┌─ SUPPLIED MATERIAL

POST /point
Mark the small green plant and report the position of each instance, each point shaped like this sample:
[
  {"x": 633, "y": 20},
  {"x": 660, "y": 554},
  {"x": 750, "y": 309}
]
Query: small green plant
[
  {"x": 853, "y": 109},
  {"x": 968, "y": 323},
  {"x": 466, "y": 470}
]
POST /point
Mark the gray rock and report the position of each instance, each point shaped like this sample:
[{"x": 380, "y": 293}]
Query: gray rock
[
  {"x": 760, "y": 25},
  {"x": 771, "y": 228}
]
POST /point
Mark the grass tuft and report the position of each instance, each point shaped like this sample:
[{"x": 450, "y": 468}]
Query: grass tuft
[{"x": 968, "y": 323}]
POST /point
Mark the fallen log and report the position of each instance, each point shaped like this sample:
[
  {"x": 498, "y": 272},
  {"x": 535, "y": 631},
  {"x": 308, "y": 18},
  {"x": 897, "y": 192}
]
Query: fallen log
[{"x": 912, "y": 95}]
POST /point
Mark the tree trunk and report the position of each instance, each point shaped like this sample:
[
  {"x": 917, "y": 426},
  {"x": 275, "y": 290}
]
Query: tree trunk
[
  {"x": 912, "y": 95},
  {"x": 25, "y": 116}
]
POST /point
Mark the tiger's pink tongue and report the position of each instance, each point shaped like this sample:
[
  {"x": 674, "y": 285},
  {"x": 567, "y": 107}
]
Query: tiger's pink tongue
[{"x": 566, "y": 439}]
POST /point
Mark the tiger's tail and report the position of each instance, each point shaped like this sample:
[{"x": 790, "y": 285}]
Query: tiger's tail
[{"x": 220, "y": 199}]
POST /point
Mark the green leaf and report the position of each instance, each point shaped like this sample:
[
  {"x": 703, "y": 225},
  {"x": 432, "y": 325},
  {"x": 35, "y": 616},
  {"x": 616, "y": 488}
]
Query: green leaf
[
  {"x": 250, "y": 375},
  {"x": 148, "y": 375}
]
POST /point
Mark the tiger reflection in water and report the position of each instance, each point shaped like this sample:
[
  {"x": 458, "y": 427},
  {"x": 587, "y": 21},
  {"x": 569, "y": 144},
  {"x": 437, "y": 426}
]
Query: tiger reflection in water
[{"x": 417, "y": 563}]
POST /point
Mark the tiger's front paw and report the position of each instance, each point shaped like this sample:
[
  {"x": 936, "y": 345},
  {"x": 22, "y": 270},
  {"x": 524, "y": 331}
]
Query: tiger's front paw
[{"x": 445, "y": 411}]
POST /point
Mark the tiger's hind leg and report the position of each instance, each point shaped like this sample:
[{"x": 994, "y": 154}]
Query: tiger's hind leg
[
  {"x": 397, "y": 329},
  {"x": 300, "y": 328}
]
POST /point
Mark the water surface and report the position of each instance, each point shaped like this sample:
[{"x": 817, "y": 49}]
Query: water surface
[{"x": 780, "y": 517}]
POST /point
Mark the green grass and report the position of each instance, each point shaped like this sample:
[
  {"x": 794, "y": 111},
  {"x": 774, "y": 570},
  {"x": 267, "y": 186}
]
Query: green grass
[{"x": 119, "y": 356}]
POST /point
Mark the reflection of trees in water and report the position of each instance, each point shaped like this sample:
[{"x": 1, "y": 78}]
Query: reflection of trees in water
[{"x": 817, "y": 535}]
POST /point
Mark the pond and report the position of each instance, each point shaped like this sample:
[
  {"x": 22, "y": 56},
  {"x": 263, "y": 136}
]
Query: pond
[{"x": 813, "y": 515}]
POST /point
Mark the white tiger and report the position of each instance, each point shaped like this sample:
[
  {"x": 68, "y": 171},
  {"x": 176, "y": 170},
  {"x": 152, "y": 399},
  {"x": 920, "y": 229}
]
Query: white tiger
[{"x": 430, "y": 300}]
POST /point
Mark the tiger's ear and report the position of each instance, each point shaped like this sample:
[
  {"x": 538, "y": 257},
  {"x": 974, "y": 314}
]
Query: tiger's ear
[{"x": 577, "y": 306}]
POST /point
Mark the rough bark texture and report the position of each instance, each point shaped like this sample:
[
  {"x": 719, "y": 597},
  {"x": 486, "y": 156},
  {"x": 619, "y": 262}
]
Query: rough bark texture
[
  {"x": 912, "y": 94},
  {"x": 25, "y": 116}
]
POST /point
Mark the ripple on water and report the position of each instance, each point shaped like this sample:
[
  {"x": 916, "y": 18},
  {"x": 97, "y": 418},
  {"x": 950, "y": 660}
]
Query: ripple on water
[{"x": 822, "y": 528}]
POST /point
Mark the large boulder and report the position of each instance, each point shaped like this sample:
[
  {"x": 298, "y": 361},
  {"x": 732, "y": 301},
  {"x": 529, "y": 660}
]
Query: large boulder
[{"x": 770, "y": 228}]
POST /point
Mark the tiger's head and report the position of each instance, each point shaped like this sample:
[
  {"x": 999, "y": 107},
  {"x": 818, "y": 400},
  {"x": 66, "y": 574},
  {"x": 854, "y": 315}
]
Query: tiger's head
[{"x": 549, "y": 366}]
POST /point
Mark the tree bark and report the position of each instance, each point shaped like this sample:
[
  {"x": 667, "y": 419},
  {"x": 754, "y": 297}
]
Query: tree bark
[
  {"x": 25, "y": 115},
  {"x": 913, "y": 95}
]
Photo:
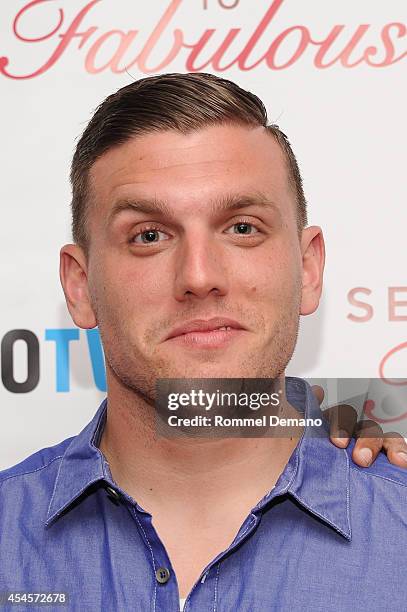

└─

EXERCISE DESCRIPTION>
Report how many of the lines above contain the string "bark", treating uppercase and lowercase as different. Give only the number.

SOLUTION TO THIS EXERCISE>
4